_What you should do_:
What follows are records. Restate all of them word for word.
# Exercise material start
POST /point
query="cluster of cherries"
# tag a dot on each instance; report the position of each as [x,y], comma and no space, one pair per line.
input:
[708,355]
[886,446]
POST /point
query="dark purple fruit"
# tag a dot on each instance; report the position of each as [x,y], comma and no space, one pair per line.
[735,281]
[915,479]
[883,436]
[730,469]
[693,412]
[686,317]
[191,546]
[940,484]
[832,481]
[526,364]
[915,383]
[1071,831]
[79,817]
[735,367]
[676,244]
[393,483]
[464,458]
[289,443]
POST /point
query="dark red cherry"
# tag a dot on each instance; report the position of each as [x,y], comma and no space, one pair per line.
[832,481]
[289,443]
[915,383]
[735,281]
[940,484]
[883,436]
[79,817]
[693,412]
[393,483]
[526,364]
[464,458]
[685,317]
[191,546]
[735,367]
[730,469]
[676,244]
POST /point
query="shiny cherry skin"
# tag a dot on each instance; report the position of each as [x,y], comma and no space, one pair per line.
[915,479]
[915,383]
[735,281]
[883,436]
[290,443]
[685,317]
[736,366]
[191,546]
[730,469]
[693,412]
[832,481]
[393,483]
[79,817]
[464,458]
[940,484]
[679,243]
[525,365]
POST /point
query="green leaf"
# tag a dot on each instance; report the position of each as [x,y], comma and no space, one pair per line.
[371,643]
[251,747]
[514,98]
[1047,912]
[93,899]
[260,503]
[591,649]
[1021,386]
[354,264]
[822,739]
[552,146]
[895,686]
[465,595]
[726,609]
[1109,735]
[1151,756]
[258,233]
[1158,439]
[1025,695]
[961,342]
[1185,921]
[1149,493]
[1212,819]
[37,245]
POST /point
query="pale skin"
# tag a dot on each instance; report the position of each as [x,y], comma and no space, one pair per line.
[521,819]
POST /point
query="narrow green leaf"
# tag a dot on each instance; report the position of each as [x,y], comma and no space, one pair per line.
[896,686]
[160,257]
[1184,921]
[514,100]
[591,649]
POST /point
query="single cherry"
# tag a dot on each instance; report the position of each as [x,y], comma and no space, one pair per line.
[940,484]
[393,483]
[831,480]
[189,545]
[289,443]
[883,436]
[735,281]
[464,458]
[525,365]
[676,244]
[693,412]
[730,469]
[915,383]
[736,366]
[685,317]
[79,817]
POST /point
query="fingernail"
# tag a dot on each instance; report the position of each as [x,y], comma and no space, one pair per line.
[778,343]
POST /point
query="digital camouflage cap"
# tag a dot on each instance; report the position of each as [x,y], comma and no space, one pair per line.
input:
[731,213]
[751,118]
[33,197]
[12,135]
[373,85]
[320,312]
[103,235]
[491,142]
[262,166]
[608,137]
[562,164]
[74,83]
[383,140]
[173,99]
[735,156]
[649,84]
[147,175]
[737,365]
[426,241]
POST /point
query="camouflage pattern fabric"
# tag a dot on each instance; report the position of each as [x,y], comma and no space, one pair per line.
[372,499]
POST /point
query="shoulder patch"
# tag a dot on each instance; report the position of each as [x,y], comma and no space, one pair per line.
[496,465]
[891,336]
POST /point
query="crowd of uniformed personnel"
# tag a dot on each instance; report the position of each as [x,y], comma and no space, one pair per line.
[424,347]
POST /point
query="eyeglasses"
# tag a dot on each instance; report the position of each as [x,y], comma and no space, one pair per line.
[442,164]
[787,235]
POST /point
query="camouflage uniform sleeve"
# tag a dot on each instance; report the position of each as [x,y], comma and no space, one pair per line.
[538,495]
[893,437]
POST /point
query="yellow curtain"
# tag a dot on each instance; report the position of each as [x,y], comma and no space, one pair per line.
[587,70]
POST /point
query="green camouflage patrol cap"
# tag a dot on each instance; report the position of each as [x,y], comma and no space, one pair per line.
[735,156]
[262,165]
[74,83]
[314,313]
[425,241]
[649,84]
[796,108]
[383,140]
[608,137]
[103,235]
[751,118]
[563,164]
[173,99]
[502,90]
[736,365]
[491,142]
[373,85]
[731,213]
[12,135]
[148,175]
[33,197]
# Exercise material end
_Task solution_:
POST /point
query="cluster of cherries"
# tag a dot on each instance; report the position of each as [x,y], comma and no space, one pair per line.
input:
[708,355]
[886,446]
POST /point
query="dark purple fruit"
# tag a dot on each instance; report the position of each as [x,y], comma and no space, one pair per line.
[735,281]
[915,479]
[883,436]
[730,469]
[693,412]
[686,317]
[191,546]
[940,484]
[832,481]
[526,364]
[915,383]
[1071,831]
[79,817]
[735,367]
[676,244]
[393,483]
[464,458]
[289,443]
POST /point
query="dark red cherry"
# tag a dot on each instance; report the position of each as [x,y], comma and no space, one pair per line.
[832,481]
[289,443]
[915,383]
[735,281]
[940,484]
[883,436]
[79,817]
[693,412]
[393,483]
[526,364]
[464,458]
[685,317]
[191,546]
[735,367]
[730,469]
[676,244]
POST /point
query="shiny cherry skin"
# tag a dot on each instance; report the position of each as [x,y], comma and no space, one pair per line.
[915,479]
[915,383]
[735,281]
[883,436]
[290,443]
[685,317]
[736,366]
[191,546]
[730,469]
[693,412]
[832,481]
[393,483]
[79,817]
[464,458]
[940,484]
[679,243]
[525,365]
POST /point
query="green leaf"
# tag a dot on each instance; report the position of each as [x,y], comma and no space, one pair per line.
[371,643]
[251,747]
[514,98]
[1047,912]
[93,899]
[260,503]
[591,649]
[1021,386]
[354,264]
[822,739]
[552,146]
[895,686]
[465,595]
[726,609]
[1109,735]
[1151,756]
[258,233]
[1158,439]
[1025,695]
[961,342]
[1185,921]
[1149,493]
[1212,819]
[37,245]
POST /point
query="pale skin"
# tag a dot on each instance; report the position of each as [x,y], comma and no space, one pair per line.
[521,819]
POST /point
query="narrow green leaf"
# tag a dot on each instance; report the position of each as [x,y], comma and no space, one pair per line.
[896,686]
[160,257]
[1184,921]
[514,100]
[591,649]
POST /point
query="single cherry"
# tag a dot on each instance; report the position of each as [x,y], comma and no space, one pair per line.
[940,484]
[393,483]
[831,480]
[189,545]
[289,443]
[883,436]
[735,281]
[464,458]
[525,365]
[676,244]
[693,412]
[730,469]
[915,383]
[736,366]
[685,317]
[79,817]
POST /point
query="fingernail"
# tag a dot on each instance; report the position of each as [x,y], comma and no space, one pair per line.
[778,343]
POST /point
query="digital camouflage cap"
# tag a dot on each instance; report the position of each as [x,y], comma and no space, one pair per line.
input:
[731,213]
[751,118]
[33,197]
[12,135]
[373,85]
[320,312]
[103,235]
[491,142]
[262,166]
[608,137]
[562,164]
[74,83]
[383,140]
[173,99]
[735,156]
[649,84]
[147,175]
[737,365]
[426,241]
POST /point
query="camouflage pattern fabric"
# tag a dot on each instance; report the position of each as [x,y], comma and no space, one pair per line.
[372,499]
POST /point
query="shoulder patch"
# tag a dot on each instance; report the position of each as [x,y], comma and no space, one pair per line.
[496,465]
[891,336]
POST /point
query="crowd of uniformed personnel"
# tag a dot on each instance; report the position of each as [x,y], comma and no space, one pair per line.
[424,347]
POST /point
query="eyeglasses"
# tag a dot on each instance; report the position of each as [x,y], comma and no space, one pair per line.
[442,164]
[787,235]
POST /point
query="camouflage uniform sleeve"
# tag a dot on each instance; report the position of each as [x,y], comma and no space, one pair per line.
[538,495]
[893,437]
POST /point
query="yellow curtain"
# tag a dot on each instance; report the position of each as [x,y], comma and no space, one pair per line.
[587,70]
POST /point
query="green camouflage patrol cap"
# tag a dot on each instance; report the position of each as [x,y], comma and no space, one pair per line.
[735,156]
[262,165]
[74,83]
[314,313]
[425,241]
[649,84]
[796,108]
[383,140]
[608,137]
[103,235]
[751,118]
[563,164]
[173,99]
[502,90]
[736,365]
[491,142]
[373,85]
[731,213]
[12,135]
[148,175]
[33,197]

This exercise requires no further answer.